::: EXCERPT :::

And so, in the blink of an eye, another action-packed year has hastened past sowing turmoil and peace, fear and love, trauma and healing, decline and growth, and leaving some lamenting the path of seeming destruction they’ve had to walk, and others celebrating an incredible journey. We live in a truly dichotomous world, and the way we process and interact with our environment plays a massive role in both how we view and interpret what is going on around us.
2017 has seen some colossal events take place that will quite possibly shape the future of humankind in ways we may only know through future generations. Elections within several European countries saw the rise of a growing sense of nationalism, which threatens to derail the European Union, and has triggered heated reactions on the streets of “civilized” nations such as France, Spain, Portugal and Holland. Economic instability mixed with rampant looting and corruption across the globe continues to threaten any chances of closing the income inequality gap, and bridging the divide between first and third world countries. Research done by ClimateWise, an international coalition of insurers, brokers and industry service providers indicates that extreme weather events in 2016 cost the global economy an estimated $170 billion. This was up $65 billion on 2015, and once the final numbers are tallied up for 2017, expectations are for another hefty upsurge. Closer to home South Africa has experienced severe droughts and extensive flooding, political shenanigans and private sector complicity, ratings agency downgrades, and widespread looting and corruption. We are only now starting to get insight into the absolutely horrific disaster that resulted from the Health Department’s handling of the Life Esidemeni debacle, and Parliament has also brought to light the downright dirty dealings that take place on a seemingly daily basis within our state owned entities.
On the opposite side of the doom and gloom spectrum, some absolutely awe-inspiring events transpired in 2017 that give me so much confidence in where we are headed as the “dominant species on the planet”. If you’re a semi-geek like I am, nuclear fusion is one of those great movie plot items where the world’s energy woes can be instantly reversed by some crazy scientist in a tiny underground laboratory generating nuclear plasma, and trying to keep the idea out of the hands of the bad guys. Well, such tremendous advances have been made in the field, that MIT scientists have predicted an energy grid supplemented by nuclear fusion as early as 2030. That’s just 13 years away. Related to the energy field, in January this year, scientist managed to create metallic hydrogen. This is the first time Hydrogen has existed in a metallic state on earth, and is fascinating research I’d encourage you to go and take a look at. In a metallic state, hydrogen has the potential to act as a substantial superconductor, with immensely wide reaching benefits.

:::

[QUESTIONS]:
- a) List the countries that the 2017 review names as sites of heated street reactions to rising nationalism.
- b) Print the stretch of the 2017 review that starts with the words containing "And so, in the" and ends with "on around us.".

::: DATASET EXTRACT :::

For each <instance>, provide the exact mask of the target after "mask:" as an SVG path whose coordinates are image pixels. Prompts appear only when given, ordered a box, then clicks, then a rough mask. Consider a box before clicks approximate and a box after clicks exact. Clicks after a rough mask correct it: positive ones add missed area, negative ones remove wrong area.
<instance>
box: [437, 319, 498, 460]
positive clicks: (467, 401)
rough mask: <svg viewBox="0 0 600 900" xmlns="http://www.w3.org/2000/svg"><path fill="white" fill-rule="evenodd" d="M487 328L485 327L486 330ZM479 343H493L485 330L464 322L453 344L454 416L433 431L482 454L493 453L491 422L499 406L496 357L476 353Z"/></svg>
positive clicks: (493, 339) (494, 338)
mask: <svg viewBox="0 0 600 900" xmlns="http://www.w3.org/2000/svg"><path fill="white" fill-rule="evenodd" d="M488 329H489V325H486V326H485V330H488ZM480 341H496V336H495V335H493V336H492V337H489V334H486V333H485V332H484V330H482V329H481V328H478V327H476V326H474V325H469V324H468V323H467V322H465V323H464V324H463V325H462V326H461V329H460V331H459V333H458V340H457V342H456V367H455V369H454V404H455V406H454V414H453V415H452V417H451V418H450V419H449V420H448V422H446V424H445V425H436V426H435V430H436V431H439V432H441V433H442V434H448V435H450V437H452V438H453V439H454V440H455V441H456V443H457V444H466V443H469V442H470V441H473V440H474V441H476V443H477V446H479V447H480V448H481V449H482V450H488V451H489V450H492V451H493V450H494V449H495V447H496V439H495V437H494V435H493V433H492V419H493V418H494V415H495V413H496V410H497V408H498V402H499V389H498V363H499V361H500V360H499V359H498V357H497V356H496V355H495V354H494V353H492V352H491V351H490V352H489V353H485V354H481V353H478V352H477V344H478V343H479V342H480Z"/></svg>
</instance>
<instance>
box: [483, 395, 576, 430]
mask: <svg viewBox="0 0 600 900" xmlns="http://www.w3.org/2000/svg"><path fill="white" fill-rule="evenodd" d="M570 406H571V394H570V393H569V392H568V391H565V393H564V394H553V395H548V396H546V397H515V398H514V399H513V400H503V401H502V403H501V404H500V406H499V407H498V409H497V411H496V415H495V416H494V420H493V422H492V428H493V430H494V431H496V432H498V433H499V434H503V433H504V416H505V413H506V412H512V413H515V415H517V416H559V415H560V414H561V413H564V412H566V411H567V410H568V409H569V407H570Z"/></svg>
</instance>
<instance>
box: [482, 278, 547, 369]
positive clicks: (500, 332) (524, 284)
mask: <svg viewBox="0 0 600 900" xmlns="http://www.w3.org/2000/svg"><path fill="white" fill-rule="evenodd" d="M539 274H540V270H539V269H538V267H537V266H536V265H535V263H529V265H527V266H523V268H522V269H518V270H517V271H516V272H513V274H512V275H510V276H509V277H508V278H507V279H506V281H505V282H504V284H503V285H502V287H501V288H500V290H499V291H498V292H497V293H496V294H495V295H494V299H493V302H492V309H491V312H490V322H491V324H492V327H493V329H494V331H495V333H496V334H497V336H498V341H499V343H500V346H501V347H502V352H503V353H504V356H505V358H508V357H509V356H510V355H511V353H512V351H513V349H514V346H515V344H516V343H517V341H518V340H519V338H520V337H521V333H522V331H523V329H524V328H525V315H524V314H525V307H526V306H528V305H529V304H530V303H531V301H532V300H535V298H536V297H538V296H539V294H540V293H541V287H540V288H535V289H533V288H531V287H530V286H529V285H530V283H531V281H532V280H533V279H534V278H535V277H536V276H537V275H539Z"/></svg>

:::
::: DATASET EXTRACT :::

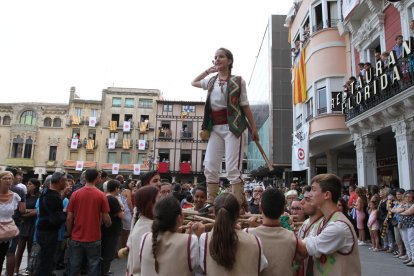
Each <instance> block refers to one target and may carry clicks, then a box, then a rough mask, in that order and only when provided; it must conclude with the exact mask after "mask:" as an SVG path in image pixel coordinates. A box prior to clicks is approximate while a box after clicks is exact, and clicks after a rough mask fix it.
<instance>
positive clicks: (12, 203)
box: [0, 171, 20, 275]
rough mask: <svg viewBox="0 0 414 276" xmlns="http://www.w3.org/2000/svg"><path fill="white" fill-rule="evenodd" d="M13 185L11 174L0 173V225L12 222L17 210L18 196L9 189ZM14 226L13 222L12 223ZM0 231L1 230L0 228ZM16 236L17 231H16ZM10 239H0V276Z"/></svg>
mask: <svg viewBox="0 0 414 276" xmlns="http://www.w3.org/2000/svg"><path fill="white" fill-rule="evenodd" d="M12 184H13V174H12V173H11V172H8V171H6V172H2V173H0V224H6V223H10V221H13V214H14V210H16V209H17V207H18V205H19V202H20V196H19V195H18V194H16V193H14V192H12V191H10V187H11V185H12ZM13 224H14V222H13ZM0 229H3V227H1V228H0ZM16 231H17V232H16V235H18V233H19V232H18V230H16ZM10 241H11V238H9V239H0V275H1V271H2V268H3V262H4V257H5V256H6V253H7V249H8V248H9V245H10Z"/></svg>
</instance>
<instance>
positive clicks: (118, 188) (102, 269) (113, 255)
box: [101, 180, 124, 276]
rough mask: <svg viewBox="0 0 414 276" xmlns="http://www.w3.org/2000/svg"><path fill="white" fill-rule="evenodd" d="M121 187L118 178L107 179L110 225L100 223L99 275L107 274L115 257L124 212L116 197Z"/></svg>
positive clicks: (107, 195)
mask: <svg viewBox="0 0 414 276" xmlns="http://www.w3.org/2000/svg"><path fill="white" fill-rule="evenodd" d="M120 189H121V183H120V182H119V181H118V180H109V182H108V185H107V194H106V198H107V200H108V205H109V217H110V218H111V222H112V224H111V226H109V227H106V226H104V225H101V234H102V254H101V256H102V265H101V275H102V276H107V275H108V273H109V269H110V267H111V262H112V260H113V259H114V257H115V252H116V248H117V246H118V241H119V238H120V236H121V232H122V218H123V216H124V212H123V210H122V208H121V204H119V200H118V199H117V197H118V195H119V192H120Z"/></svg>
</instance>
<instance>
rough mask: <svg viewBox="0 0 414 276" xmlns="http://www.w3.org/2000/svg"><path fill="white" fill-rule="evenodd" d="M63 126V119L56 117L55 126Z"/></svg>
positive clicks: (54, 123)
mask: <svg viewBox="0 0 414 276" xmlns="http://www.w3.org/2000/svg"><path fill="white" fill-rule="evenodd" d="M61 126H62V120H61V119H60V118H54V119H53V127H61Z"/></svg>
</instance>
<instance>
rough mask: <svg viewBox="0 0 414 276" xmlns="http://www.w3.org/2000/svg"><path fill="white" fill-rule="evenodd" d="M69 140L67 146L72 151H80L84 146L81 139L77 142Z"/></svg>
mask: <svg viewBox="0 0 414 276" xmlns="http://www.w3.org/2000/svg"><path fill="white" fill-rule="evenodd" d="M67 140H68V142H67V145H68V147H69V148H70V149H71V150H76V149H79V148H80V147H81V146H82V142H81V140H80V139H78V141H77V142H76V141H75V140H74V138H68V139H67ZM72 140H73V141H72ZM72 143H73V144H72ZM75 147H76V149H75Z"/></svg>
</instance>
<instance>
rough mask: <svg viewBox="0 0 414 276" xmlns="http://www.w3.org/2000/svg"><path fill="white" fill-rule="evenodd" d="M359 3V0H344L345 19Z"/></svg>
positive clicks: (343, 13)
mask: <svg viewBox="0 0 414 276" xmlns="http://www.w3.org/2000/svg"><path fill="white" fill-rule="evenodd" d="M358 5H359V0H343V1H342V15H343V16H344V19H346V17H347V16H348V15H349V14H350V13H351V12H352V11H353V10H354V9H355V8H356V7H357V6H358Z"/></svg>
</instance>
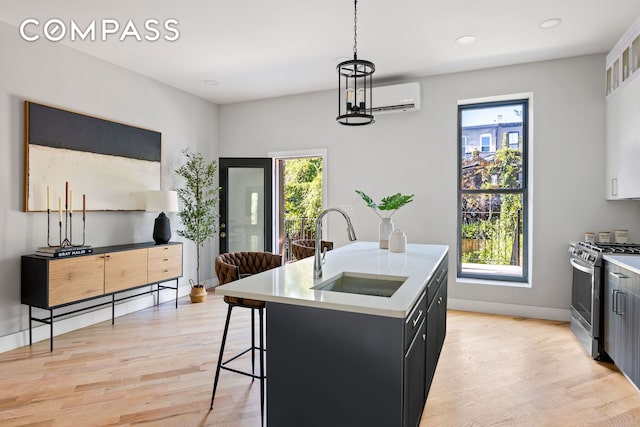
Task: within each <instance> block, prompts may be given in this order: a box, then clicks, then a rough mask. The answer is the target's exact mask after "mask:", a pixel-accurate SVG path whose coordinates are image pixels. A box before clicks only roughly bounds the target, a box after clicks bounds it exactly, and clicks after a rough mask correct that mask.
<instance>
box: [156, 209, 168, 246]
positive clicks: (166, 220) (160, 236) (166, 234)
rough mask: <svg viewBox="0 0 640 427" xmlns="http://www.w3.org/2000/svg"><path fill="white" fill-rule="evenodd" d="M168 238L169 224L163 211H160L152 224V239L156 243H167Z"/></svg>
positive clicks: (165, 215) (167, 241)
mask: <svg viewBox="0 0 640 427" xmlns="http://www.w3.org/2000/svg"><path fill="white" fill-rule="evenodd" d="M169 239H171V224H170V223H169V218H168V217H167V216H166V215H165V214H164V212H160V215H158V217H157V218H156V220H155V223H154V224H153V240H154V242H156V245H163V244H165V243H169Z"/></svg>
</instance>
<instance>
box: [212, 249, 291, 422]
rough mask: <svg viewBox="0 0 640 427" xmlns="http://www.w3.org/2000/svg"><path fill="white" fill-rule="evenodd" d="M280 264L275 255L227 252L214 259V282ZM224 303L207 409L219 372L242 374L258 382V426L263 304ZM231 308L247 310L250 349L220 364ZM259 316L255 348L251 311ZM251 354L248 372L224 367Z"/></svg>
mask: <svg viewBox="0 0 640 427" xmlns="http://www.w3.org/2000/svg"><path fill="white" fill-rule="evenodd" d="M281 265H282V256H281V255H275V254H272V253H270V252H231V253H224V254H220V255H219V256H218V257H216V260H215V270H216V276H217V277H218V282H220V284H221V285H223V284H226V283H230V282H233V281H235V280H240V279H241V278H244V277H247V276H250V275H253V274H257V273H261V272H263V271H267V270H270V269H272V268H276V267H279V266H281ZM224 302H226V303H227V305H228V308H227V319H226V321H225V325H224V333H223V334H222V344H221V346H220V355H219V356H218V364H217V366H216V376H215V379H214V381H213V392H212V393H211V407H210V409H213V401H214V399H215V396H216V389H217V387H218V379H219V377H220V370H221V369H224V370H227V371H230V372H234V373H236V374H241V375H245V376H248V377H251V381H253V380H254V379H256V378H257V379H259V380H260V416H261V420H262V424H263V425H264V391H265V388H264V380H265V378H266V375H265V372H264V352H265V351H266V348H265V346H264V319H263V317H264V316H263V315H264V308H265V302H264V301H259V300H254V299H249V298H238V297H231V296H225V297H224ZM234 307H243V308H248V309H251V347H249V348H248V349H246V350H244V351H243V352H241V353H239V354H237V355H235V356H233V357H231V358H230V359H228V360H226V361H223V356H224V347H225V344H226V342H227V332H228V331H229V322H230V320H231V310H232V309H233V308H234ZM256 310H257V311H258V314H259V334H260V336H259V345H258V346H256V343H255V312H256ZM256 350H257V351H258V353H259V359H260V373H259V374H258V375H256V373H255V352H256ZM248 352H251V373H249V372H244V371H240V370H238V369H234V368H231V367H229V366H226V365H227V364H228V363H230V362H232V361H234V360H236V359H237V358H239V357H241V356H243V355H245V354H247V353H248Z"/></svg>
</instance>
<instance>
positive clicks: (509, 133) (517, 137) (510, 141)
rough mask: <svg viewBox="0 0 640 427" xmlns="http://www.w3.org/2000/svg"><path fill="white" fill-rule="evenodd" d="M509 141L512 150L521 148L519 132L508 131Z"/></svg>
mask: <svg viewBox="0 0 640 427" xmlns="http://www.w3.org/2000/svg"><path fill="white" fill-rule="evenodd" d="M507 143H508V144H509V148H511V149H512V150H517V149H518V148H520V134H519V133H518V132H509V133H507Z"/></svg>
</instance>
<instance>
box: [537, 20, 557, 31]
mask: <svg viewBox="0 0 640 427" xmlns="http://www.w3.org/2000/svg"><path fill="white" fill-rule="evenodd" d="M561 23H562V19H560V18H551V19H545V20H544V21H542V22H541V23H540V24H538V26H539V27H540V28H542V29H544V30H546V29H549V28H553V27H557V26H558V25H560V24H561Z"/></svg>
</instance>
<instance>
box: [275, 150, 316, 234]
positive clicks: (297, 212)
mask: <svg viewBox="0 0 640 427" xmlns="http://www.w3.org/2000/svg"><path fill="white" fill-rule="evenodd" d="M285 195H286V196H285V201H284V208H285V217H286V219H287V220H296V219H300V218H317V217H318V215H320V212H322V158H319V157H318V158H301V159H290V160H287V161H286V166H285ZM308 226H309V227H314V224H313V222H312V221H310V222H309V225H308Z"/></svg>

:::
::: DATASET EXTRACT :::

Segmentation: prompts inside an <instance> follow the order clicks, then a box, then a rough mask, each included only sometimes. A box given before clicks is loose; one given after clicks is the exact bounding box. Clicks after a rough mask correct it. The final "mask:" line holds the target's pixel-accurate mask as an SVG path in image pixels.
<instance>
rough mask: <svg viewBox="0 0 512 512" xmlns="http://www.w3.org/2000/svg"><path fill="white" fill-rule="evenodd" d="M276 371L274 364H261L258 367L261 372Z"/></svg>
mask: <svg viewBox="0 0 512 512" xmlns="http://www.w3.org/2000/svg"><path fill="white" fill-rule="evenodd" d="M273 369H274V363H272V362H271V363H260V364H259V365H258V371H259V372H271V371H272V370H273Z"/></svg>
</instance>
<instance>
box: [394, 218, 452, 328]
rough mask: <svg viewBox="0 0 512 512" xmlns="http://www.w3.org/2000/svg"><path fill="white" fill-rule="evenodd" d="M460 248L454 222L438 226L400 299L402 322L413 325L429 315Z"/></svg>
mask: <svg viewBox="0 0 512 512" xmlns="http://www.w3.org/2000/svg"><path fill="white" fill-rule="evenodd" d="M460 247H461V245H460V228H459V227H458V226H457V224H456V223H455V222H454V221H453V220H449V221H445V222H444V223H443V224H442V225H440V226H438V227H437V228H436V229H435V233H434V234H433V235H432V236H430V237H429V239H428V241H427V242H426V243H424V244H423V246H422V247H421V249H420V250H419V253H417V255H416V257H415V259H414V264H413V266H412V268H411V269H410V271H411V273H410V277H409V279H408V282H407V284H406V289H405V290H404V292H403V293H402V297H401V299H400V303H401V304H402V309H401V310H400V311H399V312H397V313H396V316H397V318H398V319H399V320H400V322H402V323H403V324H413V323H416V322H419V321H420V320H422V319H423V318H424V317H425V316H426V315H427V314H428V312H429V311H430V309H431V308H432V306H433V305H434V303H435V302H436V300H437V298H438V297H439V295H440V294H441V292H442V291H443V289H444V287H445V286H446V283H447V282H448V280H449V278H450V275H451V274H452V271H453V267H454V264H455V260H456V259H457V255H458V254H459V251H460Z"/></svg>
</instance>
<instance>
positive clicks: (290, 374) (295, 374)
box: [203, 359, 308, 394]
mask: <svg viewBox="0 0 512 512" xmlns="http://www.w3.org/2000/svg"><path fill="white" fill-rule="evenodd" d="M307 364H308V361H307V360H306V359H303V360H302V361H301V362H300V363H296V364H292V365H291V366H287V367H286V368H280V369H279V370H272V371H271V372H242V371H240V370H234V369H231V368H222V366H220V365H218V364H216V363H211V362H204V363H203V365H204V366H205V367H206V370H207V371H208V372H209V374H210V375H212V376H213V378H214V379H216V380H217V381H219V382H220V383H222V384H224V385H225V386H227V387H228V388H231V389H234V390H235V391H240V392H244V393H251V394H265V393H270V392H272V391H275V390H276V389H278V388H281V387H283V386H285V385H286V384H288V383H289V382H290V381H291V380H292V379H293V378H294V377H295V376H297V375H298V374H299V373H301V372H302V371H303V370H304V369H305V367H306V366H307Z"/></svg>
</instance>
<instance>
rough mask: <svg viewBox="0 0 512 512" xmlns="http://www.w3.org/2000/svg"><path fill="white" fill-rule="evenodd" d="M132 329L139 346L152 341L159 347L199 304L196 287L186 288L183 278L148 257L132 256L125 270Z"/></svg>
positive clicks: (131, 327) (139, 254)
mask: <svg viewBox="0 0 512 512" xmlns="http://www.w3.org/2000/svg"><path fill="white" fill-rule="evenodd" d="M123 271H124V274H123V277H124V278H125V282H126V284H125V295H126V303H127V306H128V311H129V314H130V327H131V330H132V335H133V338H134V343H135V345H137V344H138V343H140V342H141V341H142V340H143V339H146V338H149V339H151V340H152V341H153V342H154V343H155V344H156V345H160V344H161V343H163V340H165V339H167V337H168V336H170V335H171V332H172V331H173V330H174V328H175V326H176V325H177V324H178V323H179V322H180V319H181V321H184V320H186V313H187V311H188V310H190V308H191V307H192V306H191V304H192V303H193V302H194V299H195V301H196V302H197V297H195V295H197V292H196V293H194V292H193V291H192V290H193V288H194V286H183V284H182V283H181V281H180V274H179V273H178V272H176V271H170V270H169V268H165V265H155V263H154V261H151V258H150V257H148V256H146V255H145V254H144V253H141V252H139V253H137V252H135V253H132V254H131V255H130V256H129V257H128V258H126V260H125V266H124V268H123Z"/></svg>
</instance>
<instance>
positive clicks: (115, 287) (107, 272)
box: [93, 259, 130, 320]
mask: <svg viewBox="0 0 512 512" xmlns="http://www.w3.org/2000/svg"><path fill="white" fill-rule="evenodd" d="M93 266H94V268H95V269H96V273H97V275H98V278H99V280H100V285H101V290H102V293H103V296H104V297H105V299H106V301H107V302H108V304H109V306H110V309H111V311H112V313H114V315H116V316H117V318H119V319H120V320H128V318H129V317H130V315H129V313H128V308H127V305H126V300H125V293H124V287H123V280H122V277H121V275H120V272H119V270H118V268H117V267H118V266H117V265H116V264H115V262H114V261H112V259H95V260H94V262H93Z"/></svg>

:::

[OUTPUTS IN ORDER]:
- a) France, Spain, Portugal, Holland

- b)
And so, in the blink of an eye, another action-packed year has hastened past sowing turmoil and peace, fear and love, trauma and healing, decline and growth, and leaving some lamenting the path of seeming destruction they’ve had to walk, and others celebrating an incredible journey. We live in a truly dichotomous world, and the way we process and interact with our environment plays a massive role in both how we view and interpret what is going on around us.